REQUIRED WORK: Recast all of the data below as a numbered list, one line per item, leaving out any blank lines.

^^^^^^^^

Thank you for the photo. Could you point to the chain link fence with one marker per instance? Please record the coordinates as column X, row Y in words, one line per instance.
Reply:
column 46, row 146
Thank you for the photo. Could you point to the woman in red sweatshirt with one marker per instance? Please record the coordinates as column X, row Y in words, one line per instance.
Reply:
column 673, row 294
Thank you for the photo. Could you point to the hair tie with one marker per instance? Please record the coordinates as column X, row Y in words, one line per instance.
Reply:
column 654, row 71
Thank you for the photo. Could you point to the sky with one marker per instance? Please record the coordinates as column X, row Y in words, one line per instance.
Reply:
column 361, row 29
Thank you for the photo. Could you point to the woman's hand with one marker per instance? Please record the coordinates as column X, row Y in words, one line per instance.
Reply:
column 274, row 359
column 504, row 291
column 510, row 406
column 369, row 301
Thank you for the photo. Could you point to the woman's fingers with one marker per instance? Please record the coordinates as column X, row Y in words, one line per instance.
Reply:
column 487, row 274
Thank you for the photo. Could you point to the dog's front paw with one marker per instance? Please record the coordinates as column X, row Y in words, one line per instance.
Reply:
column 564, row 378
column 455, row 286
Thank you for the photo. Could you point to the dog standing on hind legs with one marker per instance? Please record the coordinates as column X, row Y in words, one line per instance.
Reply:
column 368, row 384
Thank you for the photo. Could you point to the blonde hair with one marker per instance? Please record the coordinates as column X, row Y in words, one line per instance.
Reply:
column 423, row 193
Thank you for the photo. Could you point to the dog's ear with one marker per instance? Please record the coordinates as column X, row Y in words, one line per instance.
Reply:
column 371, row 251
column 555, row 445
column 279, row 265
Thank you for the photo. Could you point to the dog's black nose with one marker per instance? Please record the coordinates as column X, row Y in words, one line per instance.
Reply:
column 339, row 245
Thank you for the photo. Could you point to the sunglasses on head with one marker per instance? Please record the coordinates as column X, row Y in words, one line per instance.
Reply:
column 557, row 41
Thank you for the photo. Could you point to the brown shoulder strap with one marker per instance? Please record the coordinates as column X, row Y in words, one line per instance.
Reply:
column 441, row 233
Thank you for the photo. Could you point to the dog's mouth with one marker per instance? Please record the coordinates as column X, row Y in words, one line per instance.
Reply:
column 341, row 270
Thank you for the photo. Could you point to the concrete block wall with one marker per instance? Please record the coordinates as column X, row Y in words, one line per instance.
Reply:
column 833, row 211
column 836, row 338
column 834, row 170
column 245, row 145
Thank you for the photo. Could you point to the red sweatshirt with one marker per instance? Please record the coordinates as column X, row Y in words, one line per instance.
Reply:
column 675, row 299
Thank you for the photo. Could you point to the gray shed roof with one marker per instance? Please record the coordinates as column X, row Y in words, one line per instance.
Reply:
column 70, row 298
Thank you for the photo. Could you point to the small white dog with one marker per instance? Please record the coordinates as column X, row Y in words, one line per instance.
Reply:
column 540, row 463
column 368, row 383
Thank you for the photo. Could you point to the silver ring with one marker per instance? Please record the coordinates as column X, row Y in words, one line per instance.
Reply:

^^^^^^^^

SOLUTION TO THE PROBLEM:
1. Thank you for the photo. Could you point to the chain link fence with one marker per instance? Please record the coordinates as column X, row Y in words, one line per instance.
2. Reply:
3. column 46, row 146
4. Thank you for the photo. Could you point to the woman in red sweatshirt with one marker per instance? Please record the coordinates as column X, row Y in words, one line per instance.
5. Reply:
6. column 673, row 294
7. Thank you for the photo. Could you point to the hair tie with one marker per instance? Please record the coordinates as column X, row Y in words, one line per instance.
8. Reply:
9. column 654, row 71
10. Thank you for the photo. Could you point to the sky with one marker per instance? Please record the coordinates as column X, row Y in words, one line per instance.
11. Reply:
12. column 361, row 29
13. Thank you for the photo. Could you point to the woman's hand with one marker per instance? Please record the coordinates as column X, row Y in words, one line per instance.
14. Reply:
15. column 274, row 359
16. column 504, row 291
17. column 510, row 406
18. column 369, row 301
19. Thank you for the photo. Could you point to the woman's fingers with one marker per instance? Please record the coordinates as column X, row Y in words, one line per instance.
20. Reply:
21. column 487, row 274
22. Thank you for the photo. Could you point to the dog's front paw with one marker per instance? Please record the coordinates as column X, row Y in words, one line per instance.
23. Reply:
24. column 564, row 378
25. column 455, row 286
26. Thank you for the photo. Could you point to the dog standing on hind legs with one marker per instance? Please record the coordinates as column X, row Y in words, one line per instance.
27. Reply:
28. column 368, row 384
29. Thank you for the photo. Could you point to the blonde hair with one marker per instance? Please record the coordinates as column X, row Y in words, one line per instance.
30. Reply:
31. column 423, row 193
32. Thank you for the photo. Could you point to the dog's ear with one marker per instance? Please record the coordinates as column X, row Y in words, one line per instance.
33. Reply:
34. column 371, row 251
35. column 555, row 445
36. column 279, row 265
37. Thank you for the photo. Could you point to the dog's black nose with one marker per instance? Please record the coordinates as column X, row Y in words, one line per instance.
38. Reply:
39. column 339, row 245
40. Thank you for the photo. Could you point to the sunglasses on head with one marker per instance? Please record the coordinates as column X, row Y in words, one line per instance.
41. Reply:
42. column 557, row 41
43. Thank you for the photo. Could you point to the brown shoulder strap with one marker per instance? Please record the coordinates as column X, row Y in words, one line per instance.
44. Reply:
45. column 441, row 233
46. Thank you for the photo. Could you point to the dog's mouth with one marker per instance? Please record the coordinates as column X, row Y in words, one line per instance.
47. Reply:
48. column 341, row 270
49. Thank you for the photo. Could you point to the concrete block wall with one marker per instance? Please record the coordinates as column X, row Y in words, one line per instance.
50. Reply:
51. column 833, row 211
52. column 836, row 338
53. column 834, row 170
54. column 245, row 145
55. Thank you for the photo. Could you point to the red sweatshirt with one marker per instance? Please record the coordinates as column X, row Y in words, one line per instance.
56. Reply:
57. column 675, row 299
58. Thank you for the photo. Could you point to the gray shed roof with one marker per instance? Please record the coordinates as column X, row Y in words, one line per instance.
59. Reply:
60. column 70, row 298
61. Thank you for the photo. Could you point to the small white dog with one marker per instance? Please record the coordinates as column X, row Y in words, one line per instance.
62. Reply:
63. column 540, row 463
64. column 368, row 383
65. Thank you for the photo. Could you point to the silver ring with one marker per instance? Please record the coordinates as column X, row Y in words, one line per instance.
66. Reply:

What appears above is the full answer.